▸ WHAT YOU NEED TO DO:
• a. In the Zoo notebook below, what reasoning result is expected for the tabular data samples?
• b. Decide whether each statement agrees with the Zoo notebook below. Answer yes or no for each, and quote the words from the notebook that decide it: (i) The gt_pseudo_label values are used to train the model. (ii) In the tabular data, each example holds a single row from the dataset. (iii) The data is split with a test size of 0.3.
• c. Resume the Zoo notebook below, starting right after its last line.

▸ TEXT TO READ:
— begin —

# ZOO

This notebook shows an implementation of [MNIST Addition](https://arxiv.org/abs/1805.10872). In this task, pairs of MNIST handwritten images and their sums are given, alongwith a domain knowledge base containing information on how to perform addition operations. The task is to recognize the digits of handwritten images and accurately determine their sum.

Intuitively, we first use a machine learning model (learning part) to convert the input images to digits (we call them pseudo-labels), and then use the knowledge base (reasoning part) to calculate the sum of these digits. Since we do not have ground-truth of the digits, in Abductive Learning, the reasoning part will leverage domain knowledge and revise the initial digits yielded by the learning part through abductive reasoning. This process enables us to further update the machine learning model.

In [1]:
# Import necessary libraries and modules
import os.path as osp
import numpy as np
from sklearn.ensemble import RandomForestClassifier
from examples.zoo.get_dataset import load_and_preprocess_dataset, split_dataset
from abl.learning import ABLModel
from examples.zoo.kb import ZooKB
from abl.reasoning import Reasoner
from abl.data.evaluation import ReasoningMetric, SymbolMetric
from abl.utils import ABLLogger, print_log, confidence_dist
from abl.bridge import SimpleBridge

## Working with Data

First, we get the training and testing datasets:

In [2]:
# Load and preprocess the Zoo dataset
X, y = load_and_preprocess_dataset(dataset_id=62)

# Split data into labeled/unlabeled/test data
X_label, y_label, X_unlabel, y_unlabel, X_test, y_test = split_dataset(X, y, test_size=0.3)

`train_data` and `test_data` share identical structures: tuples with three components: X (list where each element is a list of two images), gt_pseudo_label (list where each element is a list of two digits, i.e., pseudo-labels) and Y (list where each element is the sum of the two digits). The length and structures of datasets are illustrated as follows.

Note: ``gt_pseudo_label`` is only used to evaluate the performance of the learning part but not to train the model.

In [3]:
print("Shape of X and y:", X.shape, y.shape)
print("First five elements of X:")
print(X[:5])
print("First five elements of y:")
print(y[:5])

Shape of X and y: (101, 16) (101,)
First five elements of X:
[[True False False True False False True True True True False False 4
  False False True]
 [True False False True False False False True True True False False 4
  True False True]
 [False False True False False True True True True False False True 0
  True False False]
 [True False False True False False True True True True False False 4
  False False True]
 [True False False True False False True True True True False False 4
  True False True]]
First five elements of y:
[0 0 3 0 0]


Transform tabluar data to the format required by ABL-Package, which is a tuple of (X, gt_pseudo_label, Y)

For tabular data in abl, each example contains a single instance (a row from the dataset).

For these tabular data samples, the reasoning results are expected to be 0, indicating no rules are violated.

In [4]:
def transform_tab_data(X, y):
    return ([[x] for x in X], [[y_item] for y_item in y], [0] * len(y))
label_data = transform_tab_data(X_label, y_label)
test_data = transform_tab_data(X_test, y_test)
train_data = transform_tab_data(X_unlabel, y_unlabel)

— end —

▸ RAW DATA:
— begin —

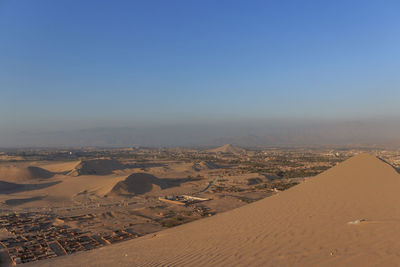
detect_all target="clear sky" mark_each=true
[0,0,400,134]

— end —

▸ RESPONSES PER TASK:
• a. The reasoning results are expected to be 0, indicating that no rules are violated.

• b.
(i) No: "``gt_pseudo_label`` is only used to evaluate the performance of the learning part but not to train the model."
(ii) Yes: "each example contains a single instance (a row from the dataset)."
(iii) Yes: "split_dataset(X, y, test_size=0.3)"

• c.
## Building the Learning Part

To build the learning part, we need to first build a machine learning base model. We use a [Random Forest](https://en.wikipedia.org/wiki/Random_forest) as the base model

In [5]:
base_model = RandomForestClassifier()

However, the base model built above deals with instance-level data, and can not directly deal with example-level data. Therefore, we wrap the base model into `ABLModel`, which enables the learning part to train, test, and predict on example-level data.

In [6]:
model = ABLModel(base_model)

## Building the Reasoning Part

In the reasoning part, we first build a knowledge base which contain information on how to perform addition operations. We build it by creating a subclass of `KBBase`. In the derived subclass, we initialize the `pseudo_label_list` parameter specifying list of possible pseudo-labels, and override the `logic_forward` function defining how to perform (deductive) reasoning.

In [7]:
kb = ZooKB()

Attribute names are:  ['hair', 'feathers', 'eggs', 'milk', 'airborne', 'aquatic', 'predator', 'toothed', 'backbone', 'breathes', 'venomous', 'fins', 'legs', 'tail', 'domestic', 'catsize']
Target names are:  ['mammal', 'bird', 'reptile', 'fish', 'amphibian', 'insect', 'invertebrate']


The knowledge base can perform logical reasoning (both deductive reasoning and abductive reasoning). Below is an example of performing (deductive) reasoning, and users can refer to [Documentation]() for details of abductive reasoning.

In [10]:
pseudo_label = [0]
data_point = [np.array([1,0,0,1,0,0,1,1,1,1,0,0,4,0,0,1,1])]
print(kb.logic_forward(pseudo_label, data_point))
for x, y_item in zip(X, y):
    print(x,y_item)
    print(kb.logic_forward([y_item], [x]))

Reasoning result of pseudo-label example [1, 2] is 3.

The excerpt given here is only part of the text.